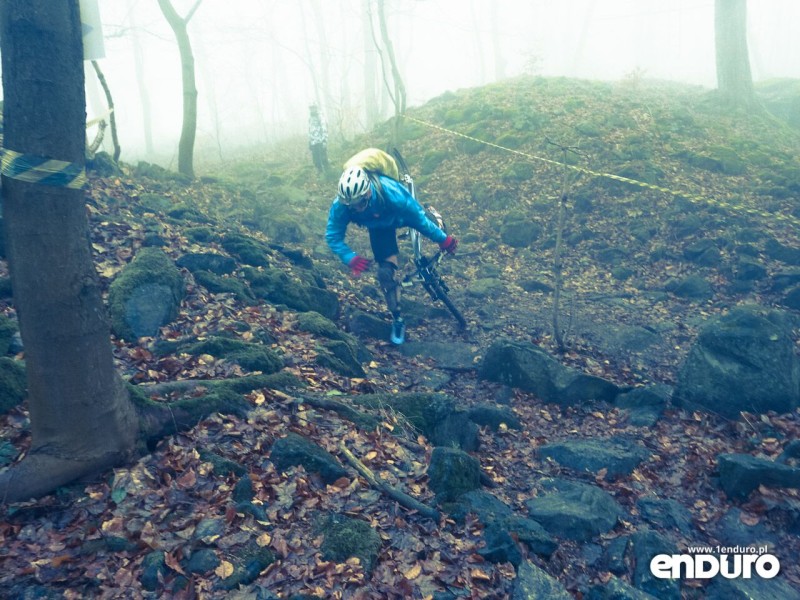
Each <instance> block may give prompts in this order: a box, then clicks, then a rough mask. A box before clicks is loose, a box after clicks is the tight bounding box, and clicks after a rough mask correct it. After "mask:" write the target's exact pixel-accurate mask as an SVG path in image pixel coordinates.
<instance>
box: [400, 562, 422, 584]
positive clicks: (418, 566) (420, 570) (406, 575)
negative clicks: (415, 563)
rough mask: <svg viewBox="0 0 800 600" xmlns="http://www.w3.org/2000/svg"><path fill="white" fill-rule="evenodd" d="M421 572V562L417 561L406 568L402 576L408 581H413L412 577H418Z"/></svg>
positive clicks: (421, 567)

--------------------

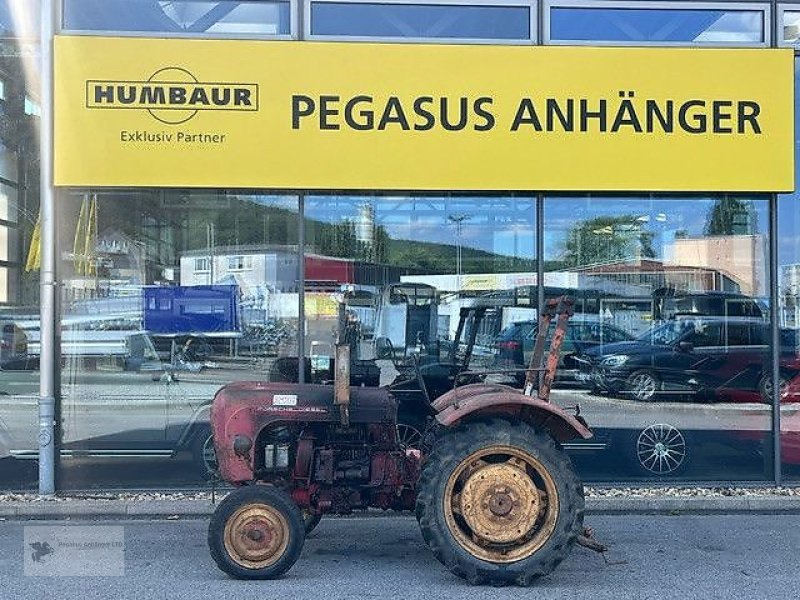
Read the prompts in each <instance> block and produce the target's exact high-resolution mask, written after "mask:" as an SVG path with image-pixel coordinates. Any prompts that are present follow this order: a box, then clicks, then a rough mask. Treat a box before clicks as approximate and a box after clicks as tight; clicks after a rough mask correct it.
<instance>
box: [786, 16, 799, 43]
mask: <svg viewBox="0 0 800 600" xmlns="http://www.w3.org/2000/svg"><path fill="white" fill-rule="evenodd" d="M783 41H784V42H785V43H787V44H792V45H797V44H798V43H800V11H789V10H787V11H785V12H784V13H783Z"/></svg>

--------------------

(Problem to solve): Format the rows as a numbered list with blank lines omitted, beginning at the line that contains "Read the prompts" and stopping after the line that contains "box: [786, 16, 799, 43]".

(Solution for this problem):
1. Read the prompts in each <instance> block and produce the target's exact high-resolution mask, written after "mask:" as an SVG path with image-pixel coordinates. Any prompts that are present follow this order: a box, then clicks, then a rough mask. Treat a box before clicks as approximate and a box after clicks as tight; clicks after a rough mask correct it.
2. <instance>
3. box: [786, 16, 799, 43]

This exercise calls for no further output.